= Beginning of Section =

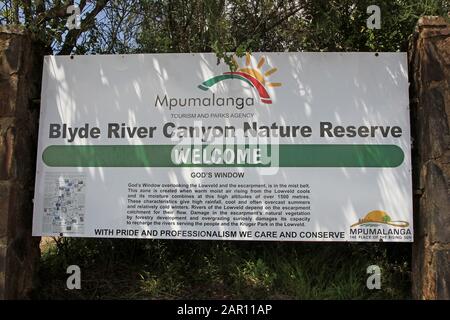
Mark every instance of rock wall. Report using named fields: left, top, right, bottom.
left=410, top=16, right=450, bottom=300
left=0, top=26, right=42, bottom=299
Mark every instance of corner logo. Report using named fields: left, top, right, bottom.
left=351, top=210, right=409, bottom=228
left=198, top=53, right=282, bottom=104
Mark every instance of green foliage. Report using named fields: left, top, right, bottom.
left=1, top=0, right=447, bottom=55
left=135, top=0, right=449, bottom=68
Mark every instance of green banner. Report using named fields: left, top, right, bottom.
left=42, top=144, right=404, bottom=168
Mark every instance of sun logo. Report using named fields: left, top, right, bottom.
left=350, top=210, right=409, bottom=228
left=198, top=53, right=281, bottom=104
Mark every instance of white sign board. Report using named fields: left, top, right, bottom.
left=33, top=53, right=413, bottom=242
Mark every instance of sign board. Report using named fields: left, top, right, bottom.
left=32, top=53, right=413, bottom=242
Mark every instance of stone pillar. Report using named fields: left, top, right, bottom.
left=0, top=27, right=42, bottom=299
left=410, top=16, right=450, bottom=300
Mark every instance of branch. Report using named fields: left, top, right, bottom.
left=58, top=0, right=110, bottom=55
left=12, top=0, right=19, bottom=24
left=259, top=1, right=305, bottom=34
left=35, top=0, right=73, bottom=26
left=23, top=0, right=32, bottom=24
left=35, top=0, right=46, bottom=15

= End of Section =
= Beginning of Section =

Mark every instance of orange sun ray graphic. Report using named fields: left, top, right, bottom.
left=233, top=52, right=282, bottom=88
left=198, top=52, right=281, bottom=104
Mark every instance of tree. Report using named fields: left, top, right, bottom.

= End of Section =

*YOUR TASK*
Of the lines above, extract only those from the line with "Mark every instance of orange" to the line with "Mark every instance of tree.", both included, exactly as written.

*EXERCISE RESPONSE*
Mark every instance of orange sun ray graphic. Report using named fields: left, top, right, bottom.
left=233, top=52, right=282, bottom=88
left=198, top=52, right=281, bottom=104
Mark every instance of tree. Report using named fields: left, top, right, bottom.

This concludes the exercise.